◆ Exercise: Extract every line of the entries below word for word, leaving out the pictures.

◆ Image point annotation entries:
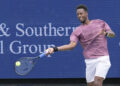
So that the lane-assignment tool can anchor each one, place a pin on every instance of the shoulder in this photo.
(78, 29)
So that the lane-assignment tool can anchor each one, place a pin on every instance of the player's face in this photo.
(82, 15)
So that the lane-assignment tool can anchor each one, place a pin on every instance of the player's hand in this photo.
(103, 32)
(49, 51)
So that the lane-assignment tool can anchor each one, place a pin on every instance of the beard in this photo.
(83, 21)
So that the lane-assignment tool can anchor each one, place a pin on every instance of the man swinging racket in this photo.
(92, 35)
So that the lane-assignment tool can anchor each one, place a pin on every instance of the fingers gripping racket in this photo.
(25, 64)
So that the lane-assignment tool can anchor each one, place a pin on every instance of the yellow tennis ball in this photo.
(18, 63)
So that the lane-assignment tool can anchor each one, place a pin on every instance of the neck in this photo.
(86, 22)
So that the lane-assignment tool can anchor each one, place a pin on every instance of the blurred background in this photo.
(28, 27)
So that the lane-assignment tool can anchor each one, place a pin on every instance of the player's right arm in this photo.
(69, 46)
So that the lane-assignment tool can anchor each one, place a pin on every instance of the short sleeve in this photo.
(74, 37)
(107, 27)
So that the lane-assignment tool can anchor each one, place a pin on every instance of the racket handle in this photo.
(42, 55)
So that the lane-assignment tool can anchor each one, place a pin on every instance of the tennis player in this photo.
(92, 35)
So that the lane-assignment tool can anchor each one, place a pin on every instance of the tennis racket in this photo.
(25, 64)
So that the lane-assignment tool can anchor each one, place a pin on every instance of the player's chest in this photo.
(90, 31)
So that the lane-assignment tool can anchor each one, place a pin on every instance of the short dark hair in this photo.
(82, 7)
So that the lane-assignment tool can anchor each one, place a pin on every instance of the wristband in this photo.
(55, 49)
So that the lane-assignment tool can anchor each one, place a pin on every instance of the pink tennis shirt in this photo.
(93, 43)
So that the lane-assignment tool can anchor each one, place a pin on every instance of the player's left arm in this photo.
(108, 32)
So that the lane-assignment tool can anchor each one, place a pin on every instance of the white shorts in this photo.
(97, 67)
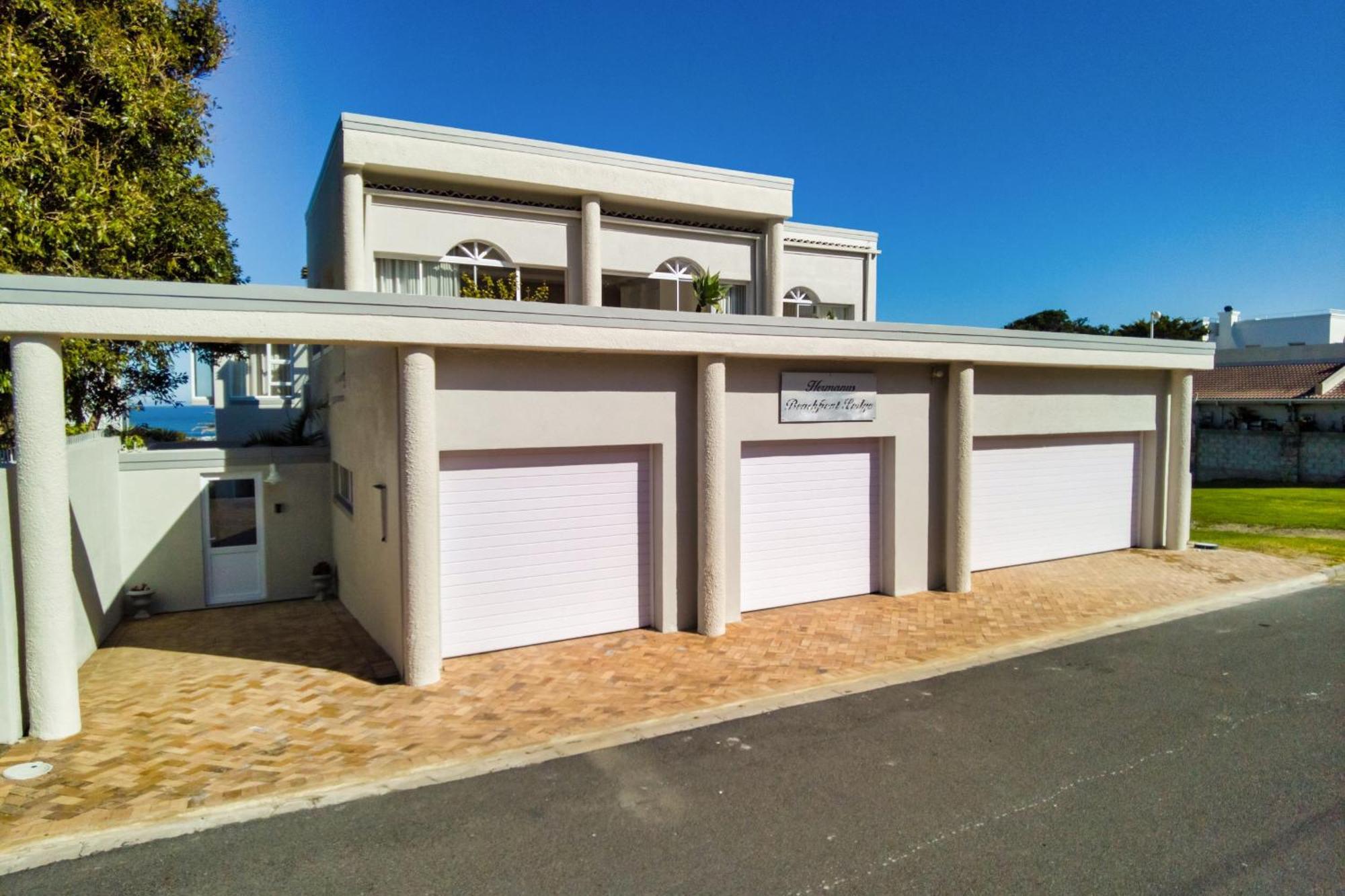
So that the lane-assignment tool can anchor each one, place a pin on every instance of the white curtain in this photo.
(442, 279)
(399, 275)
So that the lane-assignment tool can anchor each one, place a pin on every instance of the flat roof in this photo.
(155, 310)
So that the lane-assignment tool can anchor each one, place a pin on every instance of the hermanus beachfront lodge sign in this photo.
(828, 397)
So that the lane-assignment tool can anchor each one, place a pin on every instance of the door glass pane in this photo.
(233, 513)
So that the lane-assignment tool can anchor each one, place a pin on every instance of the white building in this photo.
(412, 208)
(1273, 331)
(510, 473)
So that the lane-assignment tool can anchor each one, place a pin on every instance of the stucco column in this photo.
(958, 538)
(419, 438)
(871, 287)
(591, 251)
(712, 524)
(774, 287)
(1182, 386)
(52, 670)
(353, 229)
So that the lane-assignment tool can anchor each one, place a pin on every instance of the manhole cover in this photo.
(28, 771)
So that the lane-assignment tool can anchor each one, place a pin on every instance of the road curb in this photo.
(46, 852)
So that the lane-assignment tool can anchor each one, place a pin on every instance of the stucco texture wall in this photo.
(837, 279)
(361, 384)
(420, 229)
(162, 538)
(1285, 456)
(640, 251)
(96, 529)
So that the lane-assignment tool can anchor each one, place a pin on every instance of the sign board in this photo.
(821, 397)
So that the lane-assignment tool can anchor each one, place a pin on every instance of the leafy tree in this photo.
(1167, 329)
(104, 130)
(1058, 321)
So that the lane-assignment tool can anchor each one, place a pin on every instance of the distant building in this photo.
(1307, 329)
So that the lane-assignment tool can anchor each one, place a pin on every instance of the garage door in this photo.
(809, 522)
(1044, 498)
(543, 545)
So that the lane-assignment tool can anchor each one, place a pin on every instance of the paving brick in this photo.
(204, 708)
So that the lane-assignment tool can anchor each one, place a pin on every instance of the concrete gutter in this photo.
(212, 313)
(36, 854)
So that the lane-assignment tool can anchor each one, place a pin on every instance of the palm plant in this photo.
(709, 292)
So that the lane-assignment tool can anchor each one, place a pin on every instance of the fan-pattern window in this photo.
(800, 303)
(677, 270)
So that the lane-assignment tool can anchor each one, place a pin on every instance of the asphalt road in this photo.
(1199, 756)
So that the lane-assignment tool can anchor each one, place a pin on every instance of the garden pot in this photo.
(139, 600)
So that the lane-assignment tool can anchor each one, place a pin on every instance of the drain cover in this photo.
(28, 771)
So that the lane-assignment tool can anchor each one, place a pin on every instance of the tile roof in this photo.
(1264, 381)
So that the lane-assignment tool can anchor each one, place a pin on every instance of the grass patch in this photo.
(1278, 507)
(1330, 549)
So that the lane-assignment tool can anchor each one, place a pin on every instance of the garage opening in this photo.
(543, 545)
(1050, 497)
(809, 522)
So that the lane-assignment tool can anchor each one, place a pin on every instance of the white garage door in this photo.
(809, 522)
(1044, 498)
(543, 545)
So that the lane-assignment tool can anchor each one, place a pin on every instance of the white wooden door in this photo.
(232, 516)
(543, 545)
(1050, 497)
(809, 522)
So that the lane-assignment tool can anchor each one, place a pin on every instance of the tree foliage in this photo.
(1059, 321)
(104, 131)
(1167, 329)
(506, 288)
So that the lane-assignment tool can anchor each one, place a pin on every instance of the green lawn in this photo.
(1278, 507)
(1266, 518)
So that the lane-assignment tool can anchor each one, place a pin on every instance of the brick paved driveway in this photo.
(224, 705)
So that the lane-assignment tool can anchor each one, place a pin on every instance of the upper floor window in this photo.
(802, 302)
(418, 278)
(267, 373)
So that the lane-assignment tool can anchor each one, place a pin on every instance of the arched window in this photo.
(677, 270)
(801, 302)
(474, 255)
(680, 271)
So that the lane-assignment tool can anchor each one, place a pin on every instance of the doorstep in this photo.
(196, 720)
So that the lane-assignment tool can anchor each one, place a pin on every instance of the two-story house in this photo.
(414, 209)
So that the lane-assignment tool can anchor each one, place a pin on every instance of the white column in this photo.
(958, 537)
(591, 251)
(353, 229)
(422, 650)
(774, 287)
(52, 670)
(1182, 386)
(712, 522)
(11, 702)
(871, 287)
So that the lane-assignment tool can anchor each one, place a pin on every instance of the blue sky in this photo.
(1106, 158)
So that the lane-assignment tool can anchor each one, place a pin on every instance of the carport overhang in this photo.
(40, 311)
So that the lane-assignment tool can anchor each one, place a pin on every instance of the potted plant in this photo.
(709, 292)
(139, 598)
(322, 580)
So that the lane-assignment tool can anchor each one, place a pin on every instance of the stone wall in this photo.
(1286, 456)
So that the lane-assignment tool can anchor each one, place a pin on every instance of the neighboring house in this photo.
(513, 473)
(1276, 421)
(1233, 331)
(254, 395)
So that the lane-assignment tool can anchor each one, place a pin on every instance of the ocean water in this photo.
(196, 420)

◆ Response:
So that the lane-assignment tool can anchor each one, place a pin on every instance of the shoulder in this photo.
(78, 29)
So that the lane-assignment tool can anchor each one, place a pin on every instance of the player's face in this photo.
(82, 15)
So that the lane-assignment tool can anchor each one, place a pin on every instance of the player's hand in this photo.
(103, 32)
(49, 51)
So that the lane-assignment tool can anchor each one, place a pin on every instance of the beard in this photo.
(83, 21)
So that the lane-assignment tool can anchor each one, place a pin on every instance of the man swinging racket in this photo.
(92, 35)
So that the lane-assignment tool can anchor each one, place a pin on every instance of the fingers gripping racket in this photo.
(25, 64)
So that the lane-assignment tool can anchor each one, place a pin on every instance of the yellow tennis ball in this photo.
(18, 63)
So that the lane-assignment tool can anchor each one, place a pin on every instance of the neck in this photo.
(86, 22)
So that the lane-assignment tool can anchor each one, place a pin on every instance of the blurred background in this photo.
(28, 27)
So that the lane-assignment tool can anchor each one, place a pin on every instance of the player's right arm in this photo.
(69, 46)
So that the lane-assignment tool can anchor each one, place a pin on every instance of the short sleeve in this photo.
(74, 37)
(107, 27)
So that the lane-assignment tool can anchor each one, place a pin on every instance of the racket handle in this photo.
(42, 55)
So that the lane-assignment tool can anchor each one, place a pin on every instance of the tennis player in this photo.
(92, 35)
So that the lane-assignment tool can anchor each one, place a pin on every instance of the tennis racket in this photo.
(25, 64)
So that the lane-assignment tool can anchor each one, place a pin on every instance of the player's chest in this photo.
(90, 31)
So that the lane-assignment tool can anchor each one, place a pin on every instance of the short dark hair in this photo.
(82, 7)
So that the lane-assignment tool can anchor each one, place a pin on every instance of the wristband in this photo.
(55, 49)
So that the lane-assignment tool can anchor each one, place a pin on every instance of the pink tennis shirt in this photo.
(93, 43)
So that the lane-assignment tool can anchor each one, place a pin on every instance of the player's left arm in this photo.
(108, 32)
So that the lane-assignment tool can anchor each one, place a pin on every instance of the white shorts in this photo.
(97, 67)
So that the lane-assignment tool can anchor each one, place a pin on every instance of the white curtain in this photo.
(442, 279)
(399, 275)
So that the lane-assignment tool can anchor each one, place a pin on every instance of the flat roof in this photo.
(155, 310)
So that the lane-assignment tool can anchor each one, place a pin on every instance of the hermanus beachfront lodge sign in this photo.
(828, 397)
So that the lane-assignment tool can anchor each one, place a pin on every instance of the door glass pane in this photo.
(233, 513)
So that the lane-assignment tool can anchor each one, place a pin on every instance of the white building in this photo.
(412, 208)
(1273, 331)
(510, 473)
So that the lane-assignment tool can anchor each one, place a pin on every instance of the stucco column in this photo.
(958, 538)
(419, 438)
(871, 287)
(591, 251)
(712, 524)
(774, 287)
(1182, 386)
(52, 670)
(353, 229)
So that the lane-assignment tool can anchor each one, place a pin on every instance of the manhole cover in this photo.
(28, 771)
So that the lane-assignment tool can anchor each one, place a pin on every instance of the road curb in this photo.
(46, 852)
So that the lane-assignment tool can anchor each one, place a pin on every instance of the stucco texture wall in this photo.
(837, 279)
(361, 384)
(420, 229)
(162, 538)
(1285, 456)
(640, 251)
(96, 529)
So that the lane-assignment tool can anchor each one, place a pin on every instance of the sign board in this photo.
(821, 397)
So that the lane-assignment tool can anchor each one, place a pin on every instance of the leafy tree in this photo.
(1167, 329)
(104, 130)
(1058, 321)
So that the lane-assignment tool can anchor each one, place a pin on every instance of the distant building in this photo.
(1307, 329)
So that the lane-assignment tool can anchor each one, place a pin on every instance of the garage door in this photo.
(809, 522)
(1044, 498)
(543, 545)
So that the lane-assignment tool can anchor each one, place a pin on every instance of the paving brick in this photo.
(204, 708)
So that the lane-assignment tool can anchor each one, place a pin on every instance of the concrete gutter in this photo.
(212, 313)
(36, 854)
So that the lane-assignment tool can anchor each one, place a pin on every instance of the palm plant in this photo.
(709, 292)
So that the lane-assignment tool can anchor each one, place a pin on every instance of the fan-pattern window in this photo.
(800, 303)
(677, 270)
So that the lane-assignment tool can anchor each one, place a pin on every instance of the asphalt road in this photo.
(1199, 756)
So that the lane-assignment tool can anchor each one, place a pin on every instance of the garden pot in this photo.
(139, 600)
So that the lane-assignment tool can anchor each one, place a pin on every instance of the drain cover in this photo.
(28, 771)
So that the lane-assignment tool can anchor each one, place a pin on every instance of the tile roof in this photo.
(1264, 381)
So that the lane-assignment tool can anchor each one, place a pin on every instance of the grass patch in this photo.
(1278, 507)
(1330, 549)
So that the lane-assignment tool can anchor each one, place a pin on every instance of the garage opening in this photo.
(543, 545)
(1050, 497)
(809, 522)
So that the lane-assignment tool can anchor each one, place a pin on every instance of the white garage door in this photo.
(809, 522)
(1044, 498)
(543, 545)
So that the lane-assignment tool can anchor each one, place a pin on every instance of the white wooden door in this photo.
(232, 516)
(543, 545)
(1050, 497)
(809, 522)
So that the lane-assignment tool can anchor each one, place a pin on every instance of the tree foliage in this photo.
(1059, 321)
(104, 131)
(1167, 329)
(506, 288)
So that the lane-assignment tool can anchor each one, place a pin on every instance of the green lawn in this photo.
(1278, 507)
(1266, 518)
So that the lane-assignment tool can anchor each one, place a pin on every instance of the brick paved driveway in this photo.
(224, 705)
So that the lane-assignment tool can anchor each one, place a pin on every instance of the upper floor window in this photo.
(802, 302)
(418, 278)
(267, 373)
So that the lane-assignment tool can anchor each one, place a pin on every instance of the arched window in this photo.
(677, 270)
(801, 302)
(474, 255)
(680, 271)
So that the lane-assignment tool can anchor each one, place a pin on every instance of the doorstep in this photo.
(196, 720)
So that the lane-assignment tool can anchor each one, place a pin on every instance of the two-story house in this photo.
(414, 209)
So that the lane-assignment tool can anchor each one, place a pin on every instance of the white column in this photo.
(958, 537)
(591, 251)
(353, 229)
(422, 650)
(774, 287)
(52, 670)
(1182, 386)
(712, 522)
(11, 702)
(871, 287)
So that the lane-assignment tool can anchor each one, place a pin on every instance of the blue sky in this photo.
(1106, 158)
So that the lane-assignment tool can anchor each one, place a pin on every instance of the carport overhang in this photo.
(40, 311)
So that the lane-assignment tool can anchor each one, place a pin on every instance of the potted plant in this photo.
(709, 292)
(139, 598)
(322, 580)
So that the lane-assignment tool can anchor each one, place a pin on every instance of the stone wall in this photo.
(1286, 456)
So that the lane-assignment tool can anchor each one, place a pin on every instance of the neighboring house in this photo.
(513, 473)
(1276, 421)
(1233, 331)
(254, 395)
So that the lane-assignment tool can anchor each one, place a pin on every instance of the ocean water in this photo.
(196, 420)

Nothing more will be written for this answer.